BEGIN Given passage
Note that currently the importer doesn’t sideload any media items (will add that soon) or support geo data (again, I’ll add that when I get a chance).

Check it out, and please use responsibly!

Screen Shot 2017-04-15 at 5.03.43 PM

Screen Shot 2017-04-15 at 5.05.32 PM

Recent Social Importer Updates

I’ve been trying to make small improvements to the Keyring Social Importers package (and People & Places) that I maintain, and have made a number of them over the last few weeks. Here are some details of recent updates which you may have missed:

People & Places

  • Improved the labels being used for each taxonomy, so that you don’t get random mentions of “tags” in the WordPress UI.
  • Improved the add_place_to_post() method so that you can add multiple Places to a single Post.
  • Now exposing both the people and places taxonomies via the REST API.

Keyring Social Importers

  • Added a filter so that you can easily (and globally) disable downloading of full content for Instapaper articles.
  • Made it easy to inject custom CSS for a specific importer.
  • Added a Nest Camera service and importer. Including recent updates, it will download a snapshot from the specified camera(s) during the hour indicated, auto-tag it using the location of the camera, and also associate it with a Place if People & Places is co-installed.
  • The Instagram importer now handles video posts properly, and will download the full video and embed it into your posts. Bundled a reprocessor to fix old posts, which would have previously been handled as image posts.
  • Also made the Instagram importer link up People mentioned in captions (not just those who are properly tagged as being in a post).
  • Fixed a bug in the Twitter importer which was mangling newlines. Added a reprocessor to fix it in old posts as well.
  • Now exposing where a post was imported from in the REST API.
  • Added Places support to the TripIt importer, which associates each post with Places for each airport flown through on that trip.

Keyring Social Importers has been updated in the WordPress.org plugin directory (version 1.7, or get it from Github) and you can get the latest version of People & Places from Github (still not an “official” plugin yet).

You can see most of them in action on my site, Dented Reality, which uses them to aggregate most of my online social activity. The People & Places data is not directly exposed yet, but you can see it in the REST API output.
END Given passage
BEGIN Data section
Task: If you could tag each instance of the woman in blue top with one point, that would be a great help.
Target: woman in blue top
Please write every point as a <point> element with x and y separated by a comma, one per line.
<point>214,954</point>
END Data section
**Exercises to complete:**
1. In the plugin update post, which importer gained Places support that links each post to the airports flown through on a trip?
2. Write out, word for word, everything in the plugin update post from "Screen Shot 2017-04-15 at 5.03.43" down to "via the REST API.".

**Set of answers:**
1. The TripIt importer.

2.
Screen Shot 2017-04-15 at 5.03.43 PM

Screen Shot 2017-04-15 at 5.05.32 PM

Recent Social Importer Updates

I’ve been trying to make small improvements to the Keyring Social Importers package (and People & Places) that I maintain, and have made a number of them over the last few weeks. Here are some details of recent updates which you may have missed:

People & Places

  • Improved the labels being used for each taxonomy, so that you don’t get random mentions of “tags” in the WordPress UI.
  • Improved the add_place_to_post() method so that you can add multiple Places to a single Post.
  • Now exposing both the people and places taxonomies via the REST API.